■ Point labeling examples
>>>>>
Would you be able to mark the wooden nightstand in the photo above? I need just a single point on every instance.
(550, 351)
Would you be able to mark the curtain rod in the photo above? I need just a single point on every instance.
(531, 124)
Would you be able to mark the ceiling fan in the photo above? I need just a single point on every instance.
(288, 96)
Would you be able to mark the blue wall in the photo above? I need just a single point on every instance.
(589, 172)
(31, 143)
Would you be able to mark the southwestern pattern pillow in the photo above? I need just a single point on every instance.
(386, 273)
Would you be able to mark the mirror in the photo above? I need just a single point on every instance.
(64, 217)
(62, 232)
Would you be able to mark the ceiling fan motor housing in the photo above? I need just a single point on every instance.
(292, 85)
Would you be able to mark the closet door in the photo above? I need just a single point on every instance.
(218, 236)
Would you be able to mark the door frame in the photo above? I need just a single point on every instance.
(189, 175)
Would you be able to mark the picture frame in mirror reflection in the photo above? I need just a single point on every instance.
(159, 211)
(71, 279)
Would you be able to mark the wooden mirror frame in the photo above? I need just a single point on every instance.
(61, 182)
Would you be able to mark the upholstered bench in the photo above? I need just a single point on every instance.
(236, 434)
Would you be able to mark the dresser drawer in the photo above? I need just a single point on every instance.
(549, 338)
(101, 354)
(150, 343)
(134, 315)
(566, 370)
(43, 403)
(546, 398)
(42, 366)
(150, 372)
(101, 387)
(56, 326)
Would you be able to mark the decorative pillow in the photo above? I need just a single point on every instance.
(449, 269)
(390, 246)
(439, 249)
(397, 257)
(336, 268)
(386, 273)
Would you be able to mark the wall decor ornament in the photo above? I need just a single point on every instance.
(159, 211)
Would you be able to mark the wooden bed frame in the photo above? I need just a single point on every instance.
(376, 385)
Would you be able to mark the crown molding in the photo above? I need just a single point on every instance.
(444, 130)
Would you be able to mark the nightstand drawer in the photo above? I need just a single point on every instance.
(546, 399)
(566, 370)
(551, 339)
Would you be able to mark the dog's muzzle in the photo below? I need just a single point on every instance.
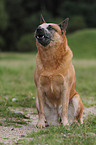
(43, 36)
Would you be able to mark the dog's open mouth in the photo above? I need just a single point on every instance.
(42, 36)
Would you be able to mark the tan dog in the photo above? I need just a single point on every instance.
(57, 100)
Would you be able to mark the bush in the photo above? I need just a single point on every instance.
(27, 43)
(76, 23)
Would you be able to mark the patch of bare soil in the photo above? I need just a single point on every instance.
(11, 134)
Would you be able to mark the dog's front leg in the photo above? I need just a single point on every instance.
(65, 103)
(41, 121)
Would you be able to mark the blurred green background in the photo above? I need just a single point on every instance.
(19, 19)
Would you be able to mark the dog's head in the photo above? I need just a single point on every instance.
(50, 34)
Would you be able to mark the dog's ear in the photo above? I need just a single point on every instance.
(63, 25)
(42, 20)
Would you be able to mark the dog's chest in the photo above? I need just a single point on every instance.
(52, 86)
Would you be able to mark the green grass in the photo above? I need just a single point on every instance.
(17, 81)
(72, 135)
(83, 43)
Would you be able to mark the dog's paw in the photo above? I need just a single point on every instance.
(41, 124)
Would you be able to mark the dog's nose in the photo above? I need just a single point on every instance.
(39, 30)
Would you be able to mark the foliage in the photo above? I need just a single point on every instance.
(83, 43)
(21, 17)
(1, 42)
(76, 23)
(3, 16)
(27, 43)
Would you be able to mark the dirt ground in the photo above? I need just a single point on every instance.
(11, 134)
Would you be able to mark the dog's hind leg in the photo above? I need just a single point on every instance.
(76, 110)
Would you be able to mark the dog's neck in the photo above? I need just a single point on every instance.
(52, 58)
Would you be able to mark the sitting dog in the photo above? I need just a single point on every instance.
(57, 100)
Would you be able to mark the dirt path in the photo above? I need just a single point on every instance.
(11, 134)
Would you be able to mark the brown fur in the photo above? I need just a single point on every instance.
(55, 79)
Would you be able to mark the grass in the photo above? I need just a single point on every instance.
(83, 134)
(17, 89)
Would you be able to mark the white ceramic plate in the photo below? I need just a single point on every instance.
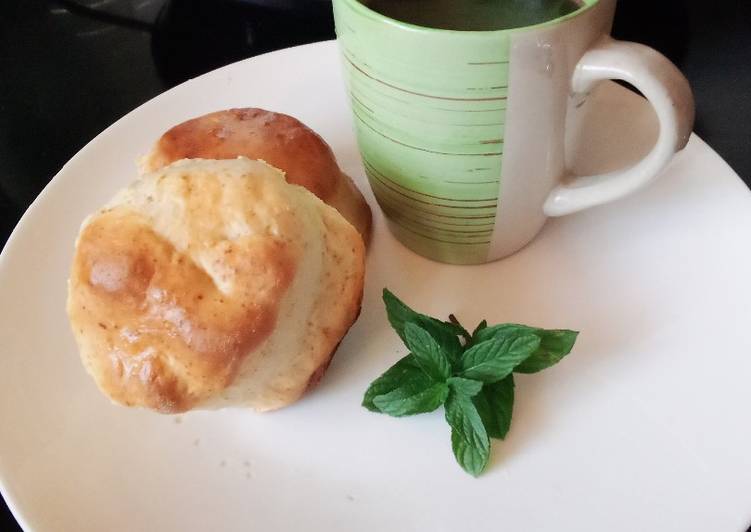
(644, 427)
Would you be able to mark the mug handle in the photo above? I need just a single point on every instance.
(667, 90)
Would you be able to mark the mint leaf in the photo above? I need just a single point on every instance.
(554, 344)
(406, 370)
(495, 359)
(411, 399)
(446, 334)
(481, 327)
(427, 352)
(462, 331)
(469, 440)
(466, 387)
(495, 404)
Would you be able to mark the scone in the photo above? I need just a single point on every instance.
(213, 283)
(278, 139)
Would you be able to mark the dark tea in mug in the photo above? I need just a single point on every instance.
(475, 15)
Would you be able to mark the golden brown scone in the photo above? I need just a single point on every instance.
(210, 284)
(280, 140)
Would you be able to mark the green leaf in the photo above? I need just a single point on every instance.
(466, 387)
(481, 327)
(554, 344)
(427, 352)
(446, 334)
(406, 370)
(469, 440)
(462, 331)
(410, 399)
(495, 404)
(495, 359)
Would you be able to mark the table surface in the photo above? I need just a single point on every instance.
(69, 70)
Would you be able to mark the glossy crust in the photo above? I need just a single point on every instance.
(280, 140)
(210, 284)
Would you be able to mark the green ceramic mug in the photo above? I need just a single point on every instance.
(462, 132)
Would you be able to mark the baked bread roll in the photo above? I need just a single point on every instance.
(210, 284)
(278, 139)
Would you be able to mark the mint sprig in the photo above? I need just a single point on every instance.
(471, 375)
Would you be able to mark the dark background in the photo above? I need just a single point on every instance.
(68, 70)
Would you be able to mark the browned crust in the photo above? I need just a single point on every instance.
(278, 139)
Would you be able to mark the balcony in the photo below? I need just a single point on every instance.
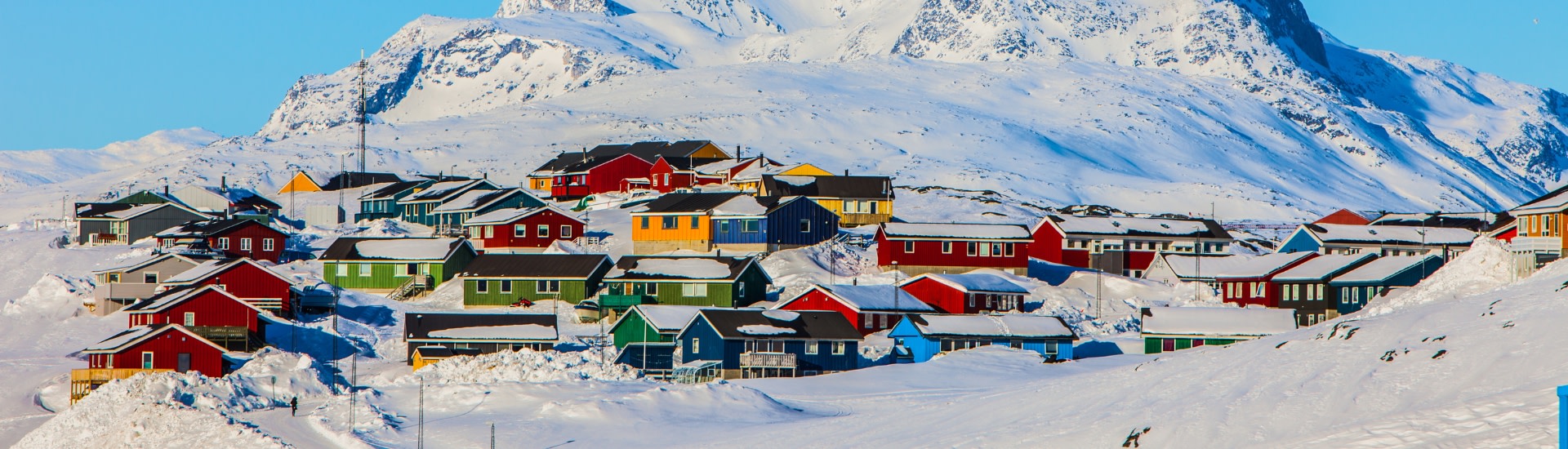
(767, 360)
(87, 380)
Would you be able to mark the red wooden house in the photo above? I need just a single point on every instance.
(1252, 283)
(916, 248)
(234, 238)
(966, 294)
(509, 231)
(209, 311)
(242, 278)
(165, 346)
(869, 308)
(1123, 245)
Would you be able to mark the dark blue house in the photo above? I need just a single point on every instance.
(921, 336)
(772, 224)
(751, 343)
(1375, 278)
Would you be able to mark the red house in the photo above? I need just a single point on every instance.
(1250, 283)
(916, 248)
(869, 308)
(209, 311)
(510, 231)
(165, 346)
(613, 167)
(966, 294)
(234, 238)
(1123, 245)
(242, 278)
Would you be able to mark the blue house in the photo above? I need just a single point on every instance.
(772, 224)
(1379, 277)
(751, 343)
(921, 336)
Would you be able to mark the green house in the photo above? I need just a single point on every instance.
(651, 324)
(380, 265)
(684, 280)
(504, 280)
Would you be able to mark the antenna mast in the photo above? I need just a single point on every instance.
(363, 118)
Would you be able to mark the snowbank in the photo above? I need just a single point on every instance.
(523, 367)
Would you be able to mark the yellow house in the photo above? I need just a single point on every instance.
(857, 200)
(301, 183)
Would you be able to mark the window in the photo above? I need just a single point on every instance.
(693, 289)
(548, 286)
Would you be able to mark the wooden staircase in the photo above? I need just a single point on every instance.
(416, 286)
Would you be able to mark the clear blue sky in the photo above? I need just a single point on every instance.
(82, 74)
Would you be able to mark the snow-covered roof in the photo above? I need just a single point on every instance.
(1390, 234)
(1217, 321)
(1004, 326)
(1261, 265)
(1137, 226)
(871, 299)
(1383, 267)
(1322, 267)
(504, 331)
(405, 248)
(475, 200)
(956, 231)
(974, 283)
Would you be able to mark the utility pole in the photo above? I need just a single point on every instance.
(364, 120)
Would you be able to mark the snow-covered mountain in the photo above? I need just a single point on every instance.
(1152, 105)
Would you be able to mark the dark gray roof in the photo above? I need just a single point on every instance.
(537, 265)
(830, 185)
(688, 202)
(391, 190)
(625, 269)
(352, 180)
(802, 324)
(419, 326)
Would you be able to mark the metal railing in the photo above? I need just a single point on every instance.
(767, 360)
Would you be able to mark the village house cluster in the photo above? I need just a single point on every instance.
(693, 302)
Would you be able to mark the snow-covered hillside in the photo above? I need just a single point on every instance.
(1145, 105)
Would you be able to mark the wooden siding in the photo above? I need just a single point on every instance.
<<<<<
■ Work required
Starting from the line containing "Would you be able to mark the utility", repeat each line through the end of the entries, exactly.

■ Answer for this exercise
Would you be able to mark the utility pole in the photo above? I need just a single point on every instance.
(364, 120)
Would you be able to mark the snow-covered mountain in the photo above? I need just a single point on every instance.
(1152, 105)
Would you be able to mark the dark gray roof in the photo above? I need just a single point on every instance.
(537, 265)
(830, 185)
(688, 202)
(391, 190)
(625, 269)
(352, 180)
(802, 324)
(419, 326)
Would you be able to mark the metal railing in the photo above? I need just a single point on every instance.
(767, 360)
Would you be able to mark the village house cluster in the photo above? I need just a single point on every instance.
(693, 302)
Would you be able to mark the snow-covered hillside in the photo above? I need just a single point on every instance.
(1145, 105)
Would you be able to mark the wooden siding in the photo above? I need just a single point on every instance.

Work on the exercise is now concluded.